Saved entries
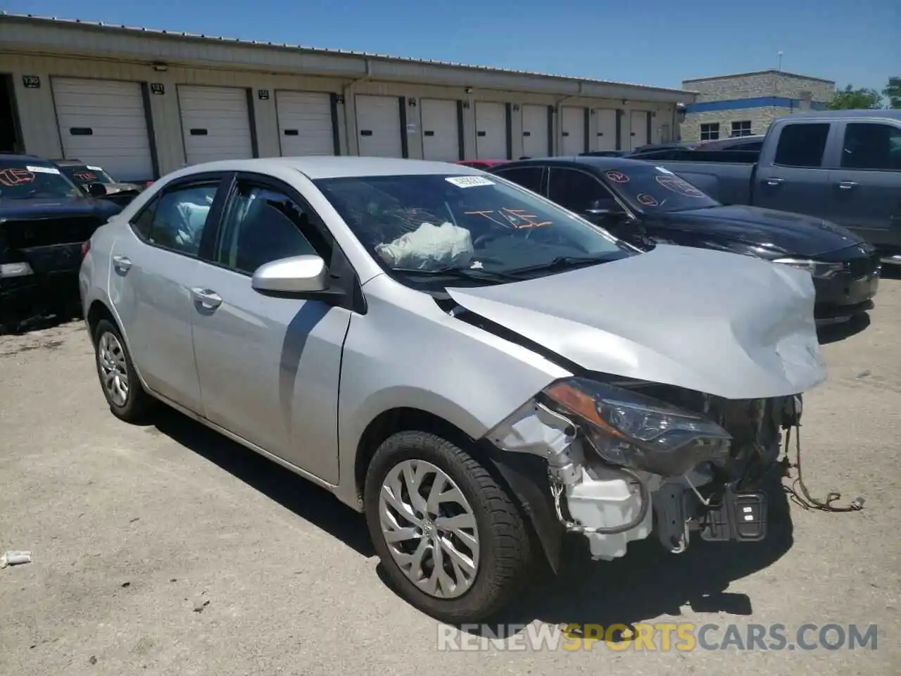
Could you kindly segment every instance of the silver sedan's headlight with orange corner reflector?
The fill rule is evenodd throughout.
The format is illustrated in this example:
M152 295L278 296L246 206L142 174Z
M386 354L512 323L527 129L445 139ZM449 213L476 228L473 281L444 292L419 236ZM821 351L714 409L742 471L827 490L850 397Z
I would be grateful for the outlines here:
M559 380L544 395L577 416L588 441L612 464L678 477L705 461L722 461L732 435L712 420L595 380Z

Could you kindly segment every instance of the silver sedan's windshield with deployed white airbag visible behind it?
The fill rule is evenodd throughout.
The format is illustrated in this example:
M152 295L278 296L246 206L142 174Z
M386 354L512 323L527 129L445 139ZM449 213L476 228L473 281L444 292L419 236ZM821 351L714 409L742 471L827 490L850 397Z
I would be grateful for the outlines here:
M526 279L635 252L496 177L378 176L315 184L379 264L416 286Z

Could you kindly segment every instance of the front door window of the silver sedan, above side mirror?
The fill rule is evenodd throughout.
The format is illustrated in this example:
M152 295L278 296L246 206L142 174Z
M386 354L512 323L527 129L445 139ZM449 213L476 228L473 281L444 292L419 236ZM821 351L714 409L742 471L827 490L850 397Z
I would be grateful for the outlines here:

* [Activity]:
Whenever the string "with" occurs in a line of the entries above, copy that line.

* [Your solution]:
Could you kindly segment every instance of the silver sedan's headlight with orange corner reflector?
Could you kindly segment every instance of the silver sedan's windshield with deployed white airbag visible behind it?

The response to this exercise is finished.